DO THIS: Take the line that contains "Put one point on every instance of the pink object" and each line after it in the material below, and transcribe them exactly, stopping at the end.

|---|

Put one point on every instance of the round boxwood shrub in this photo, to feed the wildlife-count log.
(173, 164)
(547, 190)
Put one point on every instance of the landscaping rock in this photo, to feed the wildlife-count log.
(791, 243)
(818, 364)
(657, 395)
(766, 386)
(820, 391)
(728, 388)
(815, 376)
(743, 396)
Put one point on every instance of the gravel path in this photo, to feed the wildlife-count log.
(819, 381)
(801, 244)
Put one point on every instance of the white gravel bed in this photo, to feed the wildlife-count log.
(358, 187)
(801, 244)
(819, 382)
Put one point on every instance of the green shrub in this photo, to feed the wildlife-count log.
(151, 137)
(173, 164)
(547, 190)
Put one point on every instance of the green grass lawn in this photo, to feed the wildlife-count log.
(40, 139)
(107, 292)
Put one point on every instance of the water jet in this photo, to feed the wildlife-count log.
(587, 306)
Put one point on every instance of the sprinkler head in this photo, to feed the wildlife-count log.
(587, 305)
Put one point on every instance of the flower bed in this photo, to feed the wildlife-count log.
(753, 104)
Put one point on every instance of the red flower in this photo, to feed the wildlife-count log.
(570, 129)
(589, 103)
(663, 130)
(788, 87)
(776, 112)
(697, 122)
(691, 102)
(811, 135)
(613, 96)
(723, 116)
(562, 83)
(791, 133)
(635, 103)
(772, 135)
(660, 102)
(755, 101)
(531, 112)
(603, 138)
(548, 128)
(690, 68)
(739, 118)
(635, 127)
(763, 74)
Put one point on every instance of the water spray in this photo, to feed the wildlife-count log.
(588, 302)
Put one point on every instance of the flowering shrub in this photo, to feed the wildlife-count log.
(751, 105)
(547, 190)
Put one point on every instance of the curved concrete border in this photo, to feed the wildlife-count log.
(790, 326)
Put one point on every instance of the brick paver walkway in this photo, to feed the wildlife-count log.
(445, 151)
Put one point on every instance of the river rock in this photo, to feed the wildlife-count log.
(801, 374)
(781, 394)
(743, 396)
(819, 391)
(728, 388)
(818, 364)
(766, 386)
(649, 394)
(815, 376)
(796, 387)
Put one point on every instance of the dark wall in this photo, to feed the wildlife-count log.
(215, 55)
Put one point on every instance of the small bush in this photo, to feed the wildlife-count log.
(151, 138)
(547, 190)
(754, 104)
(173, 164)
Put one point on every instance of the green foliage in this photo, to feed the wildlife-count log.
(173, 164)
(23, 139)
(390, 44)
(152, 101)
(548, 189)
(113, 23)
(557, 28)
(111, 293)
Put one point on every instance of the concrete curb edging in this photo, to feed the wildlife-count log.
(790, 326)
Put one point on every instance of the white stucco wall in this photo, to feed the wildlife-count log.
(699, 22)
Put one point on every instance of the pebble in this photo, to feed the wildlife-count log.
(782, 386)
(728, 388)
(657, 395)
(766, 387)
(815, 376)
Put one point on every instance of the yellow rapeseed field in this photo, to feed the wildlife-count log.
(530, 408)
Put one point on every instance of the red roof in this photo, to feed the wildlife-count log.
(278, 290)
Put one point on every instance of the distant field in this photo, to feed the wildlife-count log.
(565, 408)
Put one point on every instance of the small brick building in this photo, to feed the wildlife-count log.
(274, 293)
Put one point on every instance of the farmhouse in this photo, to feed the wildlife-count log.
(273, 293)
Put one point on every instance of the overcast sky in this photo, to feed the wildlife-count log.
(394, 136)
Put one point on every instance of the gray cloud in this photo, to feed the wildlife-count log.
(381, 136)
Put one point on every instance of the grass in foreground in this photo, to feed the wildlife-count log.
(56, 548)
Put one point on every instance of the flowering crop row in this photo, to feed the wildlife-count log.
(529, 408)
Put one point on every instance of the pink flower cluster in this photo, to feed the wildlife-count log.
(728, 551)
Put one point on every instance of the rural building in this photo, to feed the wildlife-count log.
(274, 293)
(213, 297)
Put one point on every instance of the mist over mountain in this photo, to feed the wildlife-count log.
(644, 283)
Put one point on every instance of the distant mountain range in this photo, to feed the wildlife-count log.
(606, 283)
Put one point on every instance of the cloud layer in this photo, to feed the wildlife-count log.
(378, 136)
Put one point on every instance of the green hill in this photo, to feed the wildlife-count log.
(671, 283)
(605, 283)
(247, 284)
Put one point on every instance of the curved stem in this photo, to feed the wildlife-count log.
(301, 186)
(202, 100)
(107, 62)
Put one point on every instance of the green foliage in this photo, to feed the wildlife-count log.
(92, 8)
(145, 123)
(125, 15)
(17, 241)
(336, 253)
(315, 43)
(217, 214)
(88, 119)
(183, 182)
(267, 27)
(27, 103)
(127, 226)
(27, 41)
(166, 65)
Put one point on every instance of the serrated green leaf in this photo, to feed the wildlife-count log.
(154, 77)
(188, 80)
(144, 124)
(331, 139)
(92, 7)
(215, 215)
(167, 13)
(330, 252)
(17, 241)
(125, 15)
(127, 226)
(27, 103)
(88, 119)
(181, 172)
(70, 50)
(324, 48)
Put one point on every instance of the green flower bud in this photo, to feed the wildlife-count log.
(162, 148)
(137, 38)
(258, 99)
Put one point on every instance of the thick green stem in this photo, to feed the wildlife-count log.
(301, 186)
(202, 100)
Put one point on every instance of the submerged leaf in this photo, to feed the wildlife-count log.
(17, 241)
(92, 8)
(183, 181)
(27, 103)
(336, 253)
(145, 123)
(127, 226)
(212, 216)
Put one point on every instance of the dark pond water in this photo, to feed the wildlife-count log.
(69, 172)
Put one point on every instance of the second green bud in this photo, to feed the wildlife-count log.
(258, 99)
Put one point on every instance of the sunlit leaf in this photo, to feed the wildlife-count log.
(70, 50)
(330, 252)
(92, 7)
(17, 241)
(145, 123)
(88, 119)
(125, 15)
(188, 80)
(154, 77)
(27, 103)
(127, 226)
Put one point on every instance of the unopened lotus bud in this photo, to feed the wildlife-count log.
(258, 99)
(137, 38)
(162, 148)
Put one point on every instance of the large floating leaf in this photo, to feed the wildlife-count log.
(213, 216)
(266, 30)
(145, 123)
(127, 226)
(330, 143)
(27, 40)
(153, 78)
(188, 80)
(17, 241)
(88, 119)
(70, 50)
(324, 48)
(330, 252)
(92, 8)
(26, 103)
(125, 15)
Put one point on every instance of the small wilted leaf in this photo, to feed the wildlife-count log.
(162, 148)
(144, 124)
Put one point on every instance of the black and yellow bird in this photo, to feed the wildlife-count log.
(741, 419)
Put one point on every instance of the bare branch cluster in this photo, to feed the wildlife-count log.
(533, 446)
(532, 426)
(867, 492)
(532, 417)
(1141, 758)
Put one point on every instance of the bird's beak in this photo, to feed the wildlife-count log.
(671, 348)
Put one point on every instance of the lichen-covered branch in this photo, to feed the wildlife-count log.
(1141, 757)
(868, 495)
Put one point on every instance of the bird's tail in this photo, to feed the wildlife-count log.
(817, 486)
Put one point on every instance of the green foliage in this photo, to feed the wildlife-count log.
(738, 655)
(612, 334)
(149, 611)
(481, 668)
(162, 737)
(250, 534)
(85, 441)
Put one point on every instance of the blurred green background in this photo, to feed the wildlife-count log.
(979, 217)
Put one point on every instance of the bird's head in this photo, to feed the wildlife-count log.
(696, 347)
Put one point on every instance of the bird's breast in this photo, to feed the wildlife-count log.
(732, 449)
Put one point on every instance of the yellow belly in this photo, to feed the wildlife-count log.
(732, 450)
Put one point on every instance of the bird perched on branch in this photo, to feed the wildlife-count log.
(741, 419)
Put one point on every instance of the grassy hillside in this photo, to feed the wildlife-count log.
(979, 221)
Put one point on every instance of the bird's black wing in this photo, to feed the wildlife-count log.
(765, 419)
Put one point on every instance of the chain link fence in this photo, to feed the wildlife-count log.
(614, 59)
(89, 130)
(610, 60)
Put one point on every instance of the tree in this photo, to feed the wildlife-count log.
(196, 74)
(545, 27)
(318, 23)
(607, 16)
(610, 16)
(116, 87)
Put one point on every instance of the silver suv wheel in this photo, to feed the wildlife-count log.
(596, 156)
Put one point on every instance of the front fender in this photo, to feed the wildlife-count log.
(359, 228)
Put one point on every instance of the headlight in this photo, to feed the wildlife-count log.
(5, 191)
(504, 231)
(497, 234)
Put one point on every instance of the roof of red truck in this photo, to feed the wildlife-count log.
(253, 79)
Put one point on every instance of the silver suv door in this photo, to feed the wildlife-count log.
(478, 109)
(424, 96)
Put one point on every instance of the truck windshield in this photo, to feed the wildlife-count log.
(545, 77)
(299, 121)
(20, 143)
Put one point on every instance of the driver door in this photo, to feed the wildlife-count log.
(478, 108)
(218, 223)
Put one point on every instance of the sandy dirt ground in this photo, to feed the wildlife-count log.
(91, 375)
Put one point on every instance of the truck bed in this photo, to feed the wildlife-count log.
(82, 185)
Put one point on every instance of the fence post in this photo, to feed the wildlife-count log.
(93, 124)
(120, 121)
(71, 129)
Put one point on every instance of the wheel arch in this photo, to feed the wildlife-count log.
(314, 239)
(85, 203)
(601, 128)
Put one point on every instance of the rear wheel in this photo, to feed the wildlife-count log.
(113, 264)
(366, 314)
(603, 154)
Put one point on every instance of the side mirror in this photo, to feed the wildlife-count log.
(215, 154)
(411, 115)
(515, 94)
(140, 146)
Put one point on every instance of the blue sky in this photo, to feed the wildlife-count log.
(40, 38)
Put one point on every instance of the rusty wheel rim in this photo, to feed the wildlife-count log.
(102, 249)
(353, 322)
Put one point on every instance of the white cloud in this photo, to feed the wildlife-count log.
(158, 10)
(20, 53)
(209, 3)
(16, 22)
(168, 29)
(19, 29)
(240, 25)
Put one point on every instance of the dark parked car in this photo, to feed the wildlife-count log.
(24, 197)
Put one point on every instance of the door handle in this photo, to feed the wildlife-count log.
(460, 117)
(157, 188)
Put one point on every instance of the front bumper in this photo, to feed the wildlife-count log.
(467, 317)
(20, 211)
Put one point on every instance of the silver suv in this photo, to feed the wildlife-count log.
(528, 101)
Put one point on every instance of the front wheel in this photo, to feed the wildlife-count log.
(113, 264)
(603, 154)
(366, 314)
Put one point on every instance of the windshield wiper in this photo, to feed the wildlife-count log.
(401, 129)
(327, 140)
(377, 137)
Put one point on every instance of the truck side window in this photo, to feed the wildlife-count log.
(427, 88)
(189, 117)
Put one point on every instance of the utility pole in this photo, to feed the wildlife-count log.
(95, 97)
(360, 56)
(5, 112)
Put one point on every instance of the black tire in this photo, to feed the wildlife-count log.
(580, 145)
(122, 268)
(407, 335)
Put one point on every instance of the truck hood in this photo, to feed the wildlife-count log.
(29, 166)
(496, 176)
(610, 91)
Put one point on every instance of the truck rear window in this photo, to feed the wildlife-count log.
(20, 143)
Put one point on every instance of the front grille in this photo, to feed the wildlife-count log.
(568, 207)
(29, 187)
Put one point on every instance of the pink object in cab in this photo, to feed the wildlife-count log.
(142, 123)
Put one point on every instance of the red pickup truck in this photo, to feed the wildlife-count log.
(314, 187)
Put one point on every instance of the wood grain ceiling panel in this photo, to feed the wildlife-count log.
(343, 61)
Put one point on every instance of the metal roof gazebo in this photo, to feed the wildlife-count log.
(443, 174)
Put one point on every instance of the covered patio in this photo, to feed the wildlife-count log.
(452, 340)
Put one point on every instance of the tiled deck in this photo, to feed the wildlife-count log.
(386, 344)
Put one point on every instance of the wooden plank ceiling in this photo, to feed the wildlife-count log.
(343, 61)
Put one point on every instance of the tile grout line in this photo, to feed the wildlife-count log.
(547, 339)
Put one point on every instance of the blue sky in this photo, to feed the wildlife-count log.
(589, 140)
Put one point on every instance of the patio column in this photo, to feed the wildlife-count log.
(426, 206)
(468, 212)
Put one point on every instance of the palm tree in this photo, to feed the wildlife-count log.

|---|

THE RESULT:
Put one point on every instance of the pink object in cab in this photo, to feed the wildlife-count log.
(142, 123)
Put one point on every instance of the red pickup truck in this photo, to feed the wildlife-count log.
(314, 187)
Put one point on every instance of the wood grain ceiling panel in this photo, to feed the wildlife-count log.
(343, 61)
Put one point on every instance of the metal roof gazebo in this photo, to feed the wildlife-count log.
(443, 174)
Put one point on every instance of the covered patio in this photo, to feed the wildlife-count log.
(452, 340)
Put one point on every instance of the tiled deck in this photo, to feed the wildlife-count log.
(386, 344)
Put one point on every instance of the wooden plank ceiling in this photo, to feed the wildlife-count log.
(343, 61)
Put one point on every instance of the tile grout line in this photo, to feed the wildlife-count log.
(547, 339)
Put one point on every instance of the blue sky in this photo, to feed the wildlife-count log.
(589, 140)
Put one point on every instance of the patio column in this photo, to feed the wildlife-count log.
(426, 206)
(468, 212)
Put one point on every instance of the palm tree in this photo, to feed the wildlife-count log.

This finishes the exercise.